*WRITTEN PROBLEM*
Identify every line in the entries below that contains the string "detection", and copy each such line. Case counts.

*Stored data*
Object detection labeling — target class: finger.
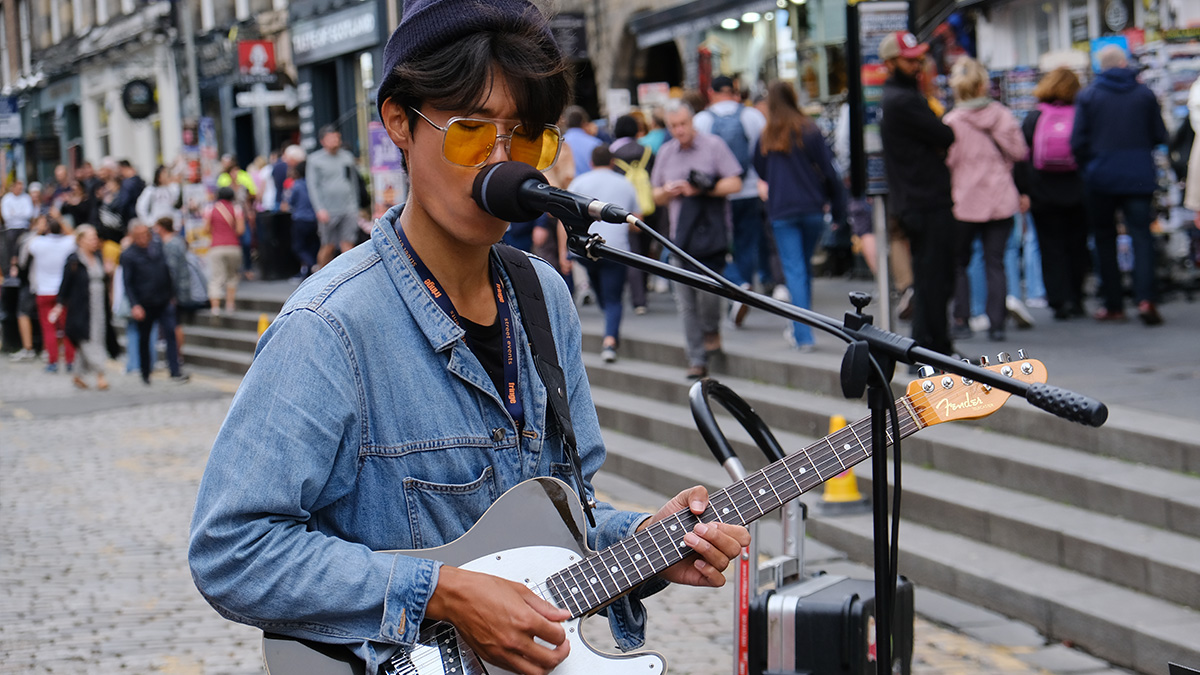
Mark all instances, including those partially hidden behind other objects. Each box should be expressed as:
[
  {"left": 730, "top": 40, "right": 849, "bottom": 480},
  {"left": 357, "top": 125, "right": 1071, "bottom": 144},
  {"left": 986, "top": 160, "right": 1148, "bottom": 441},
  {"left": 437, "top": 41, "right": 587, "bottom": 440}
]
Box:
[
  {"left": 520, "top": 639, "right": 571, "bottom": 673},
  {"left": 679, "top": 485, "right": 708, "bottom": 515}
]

==

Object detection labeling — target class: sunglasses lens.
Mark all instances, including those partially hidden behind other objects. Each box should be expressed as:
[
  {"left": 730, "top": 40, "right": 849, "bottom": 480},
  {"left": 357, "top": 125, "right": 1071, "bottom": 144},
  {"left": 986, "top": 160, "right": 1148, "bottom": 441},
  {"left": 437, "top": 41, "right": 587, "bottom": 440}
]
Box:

*EXERCISE RESULT*
Object detection labeling — target class: finger.
Object detection labeling — target class: sunglasses lens.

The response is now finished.